[Dataset items]
......

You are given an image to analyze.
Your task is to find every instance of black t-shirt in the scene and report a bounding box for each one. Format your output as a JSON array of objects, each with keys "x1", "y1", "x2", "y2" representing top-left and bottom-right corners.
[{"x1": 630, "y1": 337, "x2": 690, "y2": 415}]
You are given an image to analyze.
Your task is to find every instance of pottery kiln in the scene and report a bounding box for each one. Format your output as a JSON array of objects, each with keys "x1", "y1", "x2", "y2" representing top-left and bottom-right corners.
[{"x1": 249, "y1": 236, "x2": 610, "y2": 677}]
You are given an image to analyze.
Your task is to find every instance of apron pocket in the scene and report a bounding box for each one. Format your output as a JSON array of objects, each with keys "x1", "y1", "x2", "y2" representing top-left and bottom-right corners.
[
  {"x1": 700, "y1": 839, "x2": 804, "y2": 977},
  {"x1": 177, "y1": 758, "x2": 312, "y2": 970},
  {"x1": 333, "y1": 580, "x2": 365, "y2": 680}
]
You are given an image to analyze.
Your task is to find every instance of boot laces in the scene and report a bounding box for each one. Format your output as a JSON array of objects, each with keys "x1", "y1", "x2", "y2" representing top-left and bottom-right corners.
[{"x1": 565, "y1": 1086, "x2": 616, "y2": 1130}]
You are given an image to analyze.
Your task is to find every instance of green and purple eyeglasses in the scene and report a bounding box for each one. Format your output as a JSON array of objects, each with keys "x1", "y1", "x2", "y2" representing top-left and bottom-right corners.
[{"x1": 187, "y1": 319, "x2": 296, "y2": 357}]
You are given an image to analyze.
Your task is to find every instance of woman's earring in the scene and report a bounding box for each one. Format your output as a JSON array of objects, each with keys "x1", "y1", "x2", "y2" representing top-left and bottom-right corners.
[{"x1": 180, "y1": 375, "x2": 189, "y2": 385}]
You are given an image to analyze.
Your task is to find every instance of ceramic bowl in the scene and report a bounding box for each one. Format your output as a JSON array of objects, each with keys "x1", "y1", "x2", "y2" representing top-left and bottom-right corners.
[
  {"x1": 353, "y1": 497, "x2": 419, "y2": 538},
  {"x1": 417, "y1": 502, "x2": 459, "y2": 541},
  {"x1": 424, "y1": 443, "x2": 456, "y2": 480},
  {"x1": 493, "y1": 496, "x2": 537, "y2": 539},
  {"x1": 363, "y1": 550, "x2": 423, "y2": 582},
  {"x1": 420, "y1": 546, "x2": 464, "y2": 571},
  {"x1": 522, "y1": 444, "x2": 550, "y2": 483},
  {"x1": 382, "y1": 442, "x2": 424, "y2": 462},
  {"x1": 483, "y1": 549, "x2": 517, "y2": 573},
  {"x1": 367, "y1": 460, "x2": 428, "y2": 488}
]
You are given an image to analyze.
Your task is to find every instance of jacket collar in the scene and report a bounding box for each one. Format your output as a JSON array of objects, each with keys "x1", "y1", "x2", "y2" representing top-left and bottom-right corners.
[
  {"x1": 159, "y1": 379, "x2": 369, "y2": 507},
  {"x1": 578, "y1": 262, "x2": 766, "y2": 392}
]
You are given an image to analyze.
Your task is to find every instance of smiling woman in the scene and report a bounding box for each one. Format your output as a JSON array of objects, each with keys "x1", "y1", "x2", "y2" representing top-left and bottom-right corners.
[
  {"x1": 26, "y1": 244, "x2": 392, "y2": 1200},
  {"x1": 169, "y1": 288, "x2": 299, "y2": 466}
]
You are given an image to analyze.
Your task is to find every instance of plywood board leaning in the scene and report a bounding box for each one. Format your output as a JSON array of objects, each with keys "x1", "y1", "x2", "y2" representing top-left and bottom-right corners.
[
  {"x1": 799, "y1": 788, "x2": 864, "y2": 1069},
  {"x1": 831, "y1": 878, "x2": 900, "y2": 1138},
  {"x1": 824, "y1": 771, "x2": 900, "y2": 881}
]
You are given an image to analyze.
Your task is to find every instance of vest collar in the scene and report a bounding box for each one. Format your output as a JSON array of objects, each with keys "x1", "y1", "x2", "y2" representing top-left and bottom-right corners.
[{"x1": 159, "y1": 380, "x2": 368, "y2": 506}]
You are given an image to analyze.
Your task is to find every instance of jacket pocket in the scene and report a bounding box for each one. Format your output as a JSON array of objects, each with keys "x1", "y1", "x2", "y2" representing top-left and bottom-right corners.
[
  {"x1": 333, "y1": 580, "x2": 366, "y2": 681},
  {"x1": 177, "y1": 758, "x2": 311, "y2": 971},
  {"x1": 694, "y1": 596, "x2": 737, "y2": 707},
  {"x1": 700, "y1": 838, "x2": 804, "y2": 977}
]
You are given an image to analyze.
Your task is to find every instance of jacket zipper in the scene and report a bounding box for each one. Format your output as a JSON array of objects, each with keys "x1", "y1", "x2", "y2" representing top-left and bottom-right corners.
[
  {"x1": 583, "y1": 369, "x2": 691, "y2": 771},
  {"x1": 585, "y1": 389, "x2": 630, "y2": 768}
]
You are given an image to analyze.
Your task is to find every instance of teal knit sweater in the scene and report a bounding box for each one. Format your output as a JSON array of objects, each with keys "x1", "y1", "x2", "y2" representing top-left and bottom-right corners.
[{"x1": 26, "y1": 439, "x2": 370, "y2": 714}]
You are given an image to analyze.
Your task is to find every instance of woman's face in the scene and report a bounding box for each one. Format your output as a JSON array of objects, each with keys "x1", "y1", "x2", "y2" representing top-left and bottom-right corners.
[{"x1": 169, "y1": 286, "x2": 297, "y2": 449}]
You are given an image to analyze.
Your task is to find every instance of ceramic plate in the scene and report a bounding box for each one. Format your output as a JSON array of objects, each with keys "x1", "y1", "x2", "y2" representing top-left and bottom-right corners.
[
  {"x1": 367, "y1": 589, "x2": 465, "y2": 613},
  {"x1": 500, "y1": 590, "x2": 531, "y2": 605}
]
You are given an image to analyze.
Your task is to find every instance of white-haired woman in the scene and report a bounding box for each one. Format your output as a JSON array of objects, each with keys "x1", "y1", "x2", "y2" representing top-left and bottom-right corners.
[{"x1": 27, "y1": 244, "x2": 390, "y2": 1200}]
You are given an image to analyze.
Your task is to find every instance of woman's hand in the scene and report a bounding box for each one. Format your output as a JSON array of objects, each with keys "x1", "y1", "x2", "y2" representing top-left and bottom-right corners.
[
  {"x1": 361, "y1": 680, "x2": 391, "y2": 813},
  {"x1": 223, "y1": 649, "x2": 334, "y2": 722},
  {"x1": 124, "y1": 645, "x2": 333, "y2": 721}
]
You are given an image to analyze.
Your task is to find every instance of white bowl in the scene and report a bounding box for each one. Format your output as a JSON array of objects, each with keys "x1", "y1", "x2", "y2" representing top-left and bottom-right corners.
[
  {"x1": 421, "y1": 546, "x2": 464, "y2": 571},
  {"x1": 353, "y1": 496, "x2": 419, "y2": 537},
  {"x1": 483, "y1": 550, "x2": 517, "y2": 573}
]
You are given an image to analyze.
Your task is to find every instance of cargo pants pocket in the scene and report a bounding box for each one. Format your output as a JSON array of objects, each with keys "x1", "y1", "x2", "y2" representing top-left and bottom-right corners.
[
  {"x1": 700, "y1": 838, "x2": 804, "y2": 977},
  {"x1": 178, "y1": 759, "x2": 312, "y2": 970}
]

......

**PROBLEM:**
Each line of the data must be returned exactly.

**SOLUTION FOR THIS TASK:**
You are given an image to analyze.
Your task is to find every instance of black t-shirt in the scene and report a bounding box for each one. Format your output as a JSON array of objects, each with keys "x1", "y1", "x2", "y2" representing top-left and bottom-right corners.
[{"x1": 630, "y1": 337, "x2": 690, "y2": 415}]
You are given an image to analyze.
Your task is to find every instance of pottery kiln in the scene and report a bounding box for each one. Format your output as a JSON array of objects, each with keys "x1", "y1", "x2", "y2" representing top-left and bottom-right corners.
[{"x1": 249, "y1": 236, "x2": 610, "y2": 677}]
You are given an image to analyze.
Your task is to find every instance of apron pocket in the scene and report a bounding box for each one. Format your output as a JSON array of objects, each with keys "x1", "y1", "x2", "y2" representing top-left and bottom-right corners.
[
  {"x1": 700, "y1": 839, "x2": 804, "y2": 977},
  {"x1": 177, "y1": 758, "x2": 312, "y2": 970},
  {"x1": 333, "y1": 580, "x2": 365, "y2": 680}
]
You are given an image to analyze.
Your task is to find every instance of boot laces in the scene and report a bounding box for each one. Format your output as a JSON array of objects, each with keys "x1", "y1", "x2", "y2" representing top-left and bottom-right corners.
[{"x1": 565, "y1": 1086, "x2": 616, "y2": 1130}]
You are given an image to analyze.
Your task is to find every instance of green and purple eyeglasses in the scene and report a bounding box for each one. Format your output as a JSON array of objects, each with keys "x1", "y1", "x2", "y2" representing top-left and bottom-right corners.
[{"x1": 187, "y1": 319, "x2": 296, "y2": 357}]
You are given an image to analyze.
Your task is to find every instance of woman's earring in the scene and report a bounding box for each one. Format your output as a JSON array of objects, each with keys "x1", "y1", "x2", "y2" representing top-left and bottom-right corners.
[{"x1": 180, "y1": 375, "x2": 189, "y2": 385}]
You are given an image to analyze.
Your task is to find every instance of ceramic bowl in the scene and report a bounding box for each one. Format your output as a JSON array of objects, each with keys "x1", "y1", "x2", "y2" representing top-left and bottom-right corners.
[
  {"x1": 353, "y1": 497, "x2": 419, "y2": 538},
  {"x1": 417, "y1": 502, "x2": 459, "y2": 541},
  {"x1": 424, "y1": 443, "x2": 456, "y2": 480},
  {"x1": 493, "y1": 496, "x2": 537, "y2": 539},
  {"x1": 363, "y1": 550, "x2": 423, "y2": 582},
  {"x1": 420, "y1": 546, "x2": 464, "y2": 571},
  {"x1": 522, "y1": 444, "x2": 550, "y2": 483},
  {"x1": 382, "y1": 442, "x2": 424, "y2": 462},
  {"x1": 483, "y1": 549, "x2": 517, "y2": 573},
  {"x1": 367, "y1": 460, "x2": 428, "y2": 488}
]
You are given an image to analyze.
Your task is to find every instance of jacket collar in the scene and report a bounding box for each one. Format your output as a JSON array of objects, each with keys "x1", "y1", "x2", "y2" representing top-left and bottom-right corners.
[
  {"x1": 159, "y1": 379, "x2": 369, "y2": 507},
  {"x1": 578, "y1": 262, "x2": 766, "y2": 392}
]
You are given an image to analyze.
Your task is to find every instance of smiling woman in the scene and report a bounding box for each one. Format your output as a JSON array of objects, each with keys "x1", "y1", "x2", "y2" representing top-left and bottom-right corners.
[
  {"x1": 26, "y1": 244, "x2": 392, "y2": 1200},
  {"x1": 169, "y1": 288, "x2": 299, "y2": 466}
]
You are given an image to analyze.
Your task is to find every instance of plywood board leaning in the scene and report a bounding box for each one. Format your output as a JSON array of objects, each with keys "x1", "y1", "x2", "y2" representing top-left and bottom-right corners.
[
  {"x1": 799, "y1": 788, "x2": 864, "y2": 1069},
  {"x1": 831, "y1": 878, "x2": 900, "y2": 1138},
  {"x1": 824, "y1": 771, "x2": 900, "y2": 881}
]
You are given an image to analyze.
Your task is to find every instance of vest collar in the scene and report a bounding box for each one. Format your output as a JSON array of objects, each with keys "x1", "y1", "x2", "y2" representing top-left and bottom-right corners.
[{"x1": 159, "y1": 380, "x2": 368, "y2": 506}]
You are given an image to analyze.
Your task is to find every instance of jacket pocket in the scene and report a bounding box for each one. Format your output as a JSON array of objects, each with keys "x1", "y1", "x2", "y2" representing top-left and bottom-right corners.
[
  {"x1": 333, "y1": 580, "x2": 366, "y2": 681},
  {"x1": 177, "y1": 758, "x2": 311, "y2": 971},
  {"x1": 694, "y1": 596, "x2": 737, "y2": 707},
  {"x1": 700, "y1": 838, "x2": 804, "y2": 977}
]
You are given an image to analyze.
Your task is to find every instance of jacket zipper in the scene and report a bounding box for each one. Format your output as a JSON array of objects, each with keys "x1", "y1", "x2", "y2" representing top-left and bottom-right corners.
[
  {"x1": 583, "y1": 369, "x2": 691, "y2": 771},
  {"x1": 585, "y1": 389, "x2": 630, "y2": 768}
]
You are given an image to analyze.
Your task is to find every instance of teal knit sweater in the scene and report a bounding box for each one. Format your output as a JSON array of objects, each with keys "x1", "y1", "x2", "y2" representing top-left and bottom-right corners.
[{"x1": 26, "y1": 439, "x2": 370, "y2": 714}]
You are given an image to analyze.
Your task is to find every instance of woman's face in the scene and report a bounding box for each one. Format your output as a JSON array of objects, each with keys "x1", "y1", "x2", "y2" representing top-left and bottom-right corners.
[{"x1": 169, "y1": 286, "x2": 297, "y2": 449}]
You are given an image to analyze.
Your task is to find every instance of ceramic plate in the scene and report a bounding box for each one. Format your output as a JSON array of objects, each with keys "x1", "y1", "x2", "y2" representing top-left and bottom-right corners.
[
  {"x1": 367, "y1": 589, "x2": 465, "y2": 613},
  {"x1": 500, "y1": 590, "x2": 531, "y2": 605}
]
You are given an image to analyze.
Your task is to find every instance of white-haired woman in the scene and report a bounding box for each one. Format your output as a JSON array of objects, each with keys "x1", "y1", "x2", "y2" representing top-left and bottom-right corners.
[{"x1": 27, "y1": 244, "x2": 390, "y2": 1200}]
You are given an image to analyze.
Your task is to find every instance of woman's hand in the scene and report a bounding box for each one. Format your output as a JSON array of objects, each with keys "x1", "y1", "x2", "y2" representing top-left and bottom-right corners.
[
  {"x1": 361, "y1": 680, "x2": 391, "y2": 813},
  {"x1": 223, "y1": 649, "x2": 334, "y2": 722},
  {"x1": 124, "y1": 645, "x2": 333, "y2": 721}
]
You are given an image to analyze.
Your task is to find every instance of white bowl in the scene and report a bounding box for each one. Format your output as a JSON array of objects, each with keys "x1", "y1", "x2", "y2" representing top-left and bottom-right corners.
[
  {"x1": 421, "y1": 546, "x2": 464, "y2": 571},
  {"x1": 353, "y1": 496, "x2": 419, "y2": 537},
  {"x1": 483, "y1": 550, "x2": 517, "y2": 573}
]
You are given an image to analyze.
Your task is to find every instance of cargo pants pocket in the scene and report a bounding box for each one. Format your output as a JSON array of objects, each with keys "x1", "y1", "x2", "y2" representing top-left and bottom-right corners.
[
  {"x1": 700, "y1": 838, "x2": 804, "y2": 977},
  {"x1": 178, "y1": 759, "x2": 312, "y2": 970}
]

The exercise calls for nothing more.